• [Extract]
● ● ● ● ●

Jul. 10th, 2001

silversolitaire: (bushed)
I knew this was going to happen! *laughs* So, my girlfriend, completely inexperienced with time shift and foreign currencies and so on, read the time schedule wrong. It turns out she's not arriving tomorrow, Tuesday, but on Wednesday! This was giving me an ulcer all day. My dad had taken tomorrow off just because of that, so he could be her and her sisters up from the airport together with me! I weaseled myself out of work, too. And on Wednesday I have an important class! >_< Not good. Well, I managed to straighten all things out.

So it's not that bad after all. I get one more day to clean up (my room looks good! YAY!), I got to take a shower in our nice, new bathroom, instead of the old one in my flat with the rusty pipes, I get to sleep in tomorrow AND I can rp a bit with kat. We actually managed to come up with a storyline! *hugs kat tightly* I hope you'll get better, love.

● ● ● ● ●

[Extracted records]

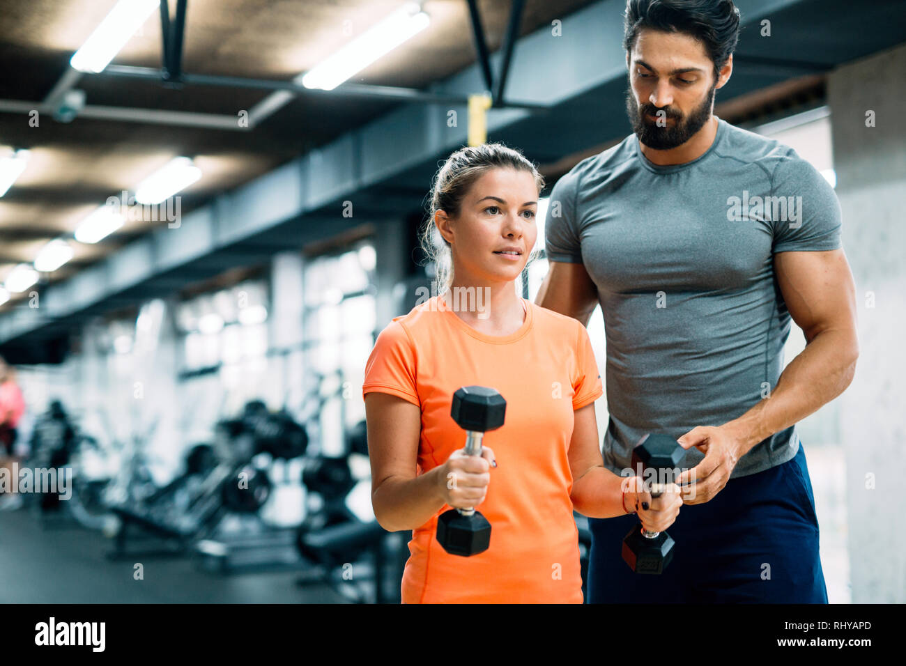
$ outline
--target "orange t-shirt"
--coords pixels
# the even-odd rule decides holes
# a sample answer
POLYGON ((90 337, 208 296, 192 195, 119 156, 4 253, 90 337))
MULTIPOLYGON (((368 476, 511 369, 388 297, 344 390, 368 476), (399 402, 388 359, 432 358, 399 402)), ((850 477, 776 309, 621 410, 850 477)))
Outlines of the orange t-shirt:
POLYGON ((573 412, 601 397, 601 375, 584 326, 521 300, 519 330, 489 336, 435 296, 393 319, 368 359, 363 396, 390 393, 421 408, 422 471, 466 444, 450 416, 457 389, 487 386, 506 401, 504 425, 483 442, 497 461, 477 507, 491 524, 490 547, 448 554, 436 534, 444 506, 412 532, 404 603, 583 602, 567 451, 573 412))
POLYGON ((15 428, 19 420, 25 412, 25 399, 22 391, 14 381, 4 381, 0 384, 0 422, 2 425, 15 428), (9 416, 9 420, 5 420, 9 416))

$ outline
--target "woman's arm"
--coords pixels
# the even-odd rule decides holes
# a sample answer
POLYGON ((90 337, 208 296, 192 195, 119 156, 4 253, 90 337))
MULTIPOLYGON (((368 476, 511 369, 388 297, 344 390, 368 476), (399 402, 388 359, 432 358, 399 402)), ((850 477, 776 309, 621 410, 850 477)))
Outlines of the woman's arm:
MULTIPOLYGON (((573 412, 575 425, 569 446, 573 471, 573 506, 590 518, 612 518, 626 513, 622 507, 623 478, 604 467, 598 449, 598 421, 594 403, 573 412)), ((626 507, 635 509, 635 494, 626 494, 626 507)))
POLYGON ((384 529, 415 529, 444 505, 476 507, 485 498, 494 452, 481 458, 451 456, 443 465, 417 474, 421 411, 389 393, 365 396, 368 453, 371 462, 371 505, 384 529))
POLYGON ((598 449, 598 420, 594 415, 594 403, 573 413, 575 424, 569 447, 573 472, 570 497, 575 510, 590 518, 623 516, 626 513, 622 492, 625 487, 626 508, 639 515, 645 529, 661 532, 672 525, 682 507, 680 487, 672 484, 660 497, 652 499, 651 493, 642 487, 641 478, 618 477, 606 468, 598 449))

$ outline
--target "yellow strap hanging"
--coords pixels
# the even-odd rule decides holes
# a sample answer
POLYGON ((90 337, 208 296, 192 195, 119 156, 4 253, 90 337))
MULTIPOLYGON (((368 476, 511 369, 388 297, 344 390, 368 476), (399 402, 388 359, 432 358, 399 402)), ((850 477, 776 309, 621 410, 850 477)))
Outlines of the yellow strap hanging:
POLYGON ((491 96, 486 93, 468 96, 468 145, 480 146, 487 140, 487 110, 491 96))

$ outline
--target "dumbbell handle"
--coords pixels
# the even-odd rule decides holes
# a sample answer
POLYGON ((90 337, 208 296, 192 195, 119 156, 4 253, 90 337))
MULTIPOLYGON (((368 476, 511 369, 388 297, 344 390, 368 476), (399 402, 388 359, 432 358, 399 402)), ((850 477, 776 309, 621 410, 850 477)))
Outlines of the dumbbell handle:
MULTIPOLYGON (((652 484, 649 492, 651 494, 651 499, 656 499, 664 492, 664 486, 660 483, 652 484)), ((644 527, 641 528, 641 536, 646 539, 656 539, 660 534, 660 532, 648 532, 644 527)))
MULTIPOLYGON (((480 430, 466 430, 466 455, 480 456, 481 440, 485 433, 480 430)), ((469 508, 458 508, 460 516, 471 516, 475 513, 475 507, 469 508)))

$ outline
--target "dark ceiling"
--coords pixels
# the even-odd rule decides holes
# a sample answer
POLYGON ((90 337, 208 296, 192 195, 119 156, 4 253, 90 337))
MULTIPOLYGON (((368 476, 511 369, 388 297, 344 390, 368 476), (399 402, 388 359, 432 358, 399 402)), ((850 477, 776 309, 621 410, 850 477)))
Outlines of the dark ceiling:
MULTIPOLYGON (((564 17, 592 0, 527 0, 520 34, 564 17)), ((37 105, 70 70, 69 60, 116 0, 0 0, 0 100, 37 105)), ((193 74, 290 81, 400 5, 400 0, 189 0, 183 69, 193 74)), ((170 15, 175 1, 170 2, 170 15)), ((510 3, 479 0, 491 51, 506 32, 510 3)), ((356 82, 423 89, 476 60, 464 0, 427 0, 430 25, 361 72, 356 82), (415 58, 413 54, 417 53, 415 58), (417 63, 417 66, 413 66, 417 63)), ((155 13, 112 64, 159 68, 160 17, 155 13)), ((106 75, 82 75, 75 87, 92 106, 211 113, 236 117, 269 92, 185 86, 106 75)), ((313 92, 297 97, 248 130, 76 118, 48 114, 38 127, 25 113, 0 112, 0 146, 26 148, 29 165, 0 198, 0 280, 17 263, 75 227, 107 197, 138 182, 176 155, 196 158, 204 177, 187 188, 182 212, 203 205, 352 129, 398 101, 313 92)), ((128 222, 95 246, 73 243, 72 261, 57 281, 146 233, 157 222, 128 222)))

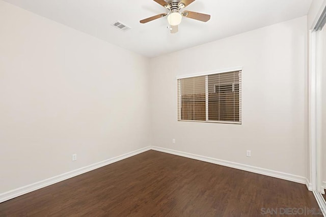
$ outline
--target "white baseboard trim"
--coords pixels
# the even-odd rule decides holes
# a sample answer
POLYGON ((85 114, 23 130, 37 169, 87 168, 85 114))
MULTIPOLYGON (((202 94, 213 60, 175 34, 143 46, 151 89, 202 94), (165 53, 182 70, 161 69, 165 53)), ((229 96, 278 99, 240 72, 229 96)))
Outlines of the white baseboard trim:
POLYGON ((89 172, 91 170, 98 169, 100 167, 117 162, 117 161, 130 158, 130 157, 132 157, 150 149, 150 146, 141 148, 133 151, 131 151, 128 153, 120 155, 120 156, 105 160, 105 161, 91 164, 85 167, 79 168, 51 178, 47 178, 40 181, 38 181, 37 182, 33 183, 28 185, 0 194, 0 203, 2 203, 4 201, 24 195, 25 194, 33 192, 33 191, 37 190, 38 189, 50 185, 51 184, 63 181, 64 180, 68 179, 68 178, 80 175, 83 173, 89 172))
POLYGON ((204 161, 205 162, 211 163, 212 164, 218 164, 219 165, 225 166, 226 167, 238 169, 241 170, 244 170, 248 172, 251 172, 255 173, 267 175, 268 176, 271 176, 276 178, 281 178, 282 179, 287 180, 289 181, 292 181, 295 182, 300 183, 301 184, 305 184, 307 185, 307 187, 309 191, 312 190, 312 186, 311 185, 311 183, 309 183, 308 179, 306 177, 303 176, 293 175, 283 172, 276 171, 275 170, 269 170, 260 167, 254 167, 253 166, 246 165, 245 164, 239 164, 238 163, 231 162, 230 161, 224 161, 223 160, 219 160, 215 158, 202 156, 198 154, 187 153, 183 151, 180 151, 165 148, 161 148, 159 147, 151 146, 151 148, 152 150, 158 151, 171 153, 174 155, 177 155, 178 156, 184 157, 185 158, 191 158, 192 159, 198 160, 199 161, 204 161))
MULTIPOLYGON (((98 163, 96 163, 89 166, 77 169, 61 175, 52 177, 43 180, 33 183, 21 188, 14 189, 4 193, 0 194, 0 203, 15 197, 24 195, 28 193, 37 190, 44 187, 55 184, 61 181, 72 178, 74 176, 80 175, 83 173, 89 172, 90 171, 98 169, 100 167, 108 165, 115 162, 121 161, 140 154, 149 150, 154 150, 165 153, 168 153, 178 156, 184 157, 205 162, 211 163, 219 165, 225 166, 228 167, 238 169, 241 170, 251 172, 262 175, 267 175, 276 178, 281 178, 295 182, 305 184, 309 191, 312 190, 312 186, 309 180, 305 177, 282 172, 279 172, 274 170, 268 170, 260 167, 252 166, 246 165, 244 164, 234 163, 223 160, 216 159, 212 158, 202 156, 183 151, 170 149, 168 148, 161 148, 156 146, 148 146, 141 148, 133 151, 131 151, 120 156, 112 158, 98 163)), ((326 187, 326 182, 323 182, 323 186, 326 187)))
POLYGON ((326 202, 325 202, 325 199, 320 193, 317 192, 312 192, 312 193, 314 194, 318 205, 319 206, 319 208, 322 212, 323 216, 326 217, 326 202))
POLYGON ((325 194, 325 189, 326 189, 326 181, 323 181, 322 182, 321 182, 321 188, 320 189, 321 194, 325 194))
POLYGON ((312 184, 311 182, 309 182, 308 178, 306 178, 306 186, 307 186, 307 188, 308 190, 312 191, 312 184))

● ● ● ● ●

• [Requests]
1. According to the journal entry, why is the girlfriend arriving on Wednesday rather than on the day the writer expected?
2. Report every line of the records that contains the string "shirt". Case counts.

• [Task results]
1. She read the time schedule wrong because she had no experience with time shift and foreign currencies. She is therefore arriving on Wednesday, not on Tuesday.

2.
--target "orange t-shirt"
Outlines of the orange t-shirt:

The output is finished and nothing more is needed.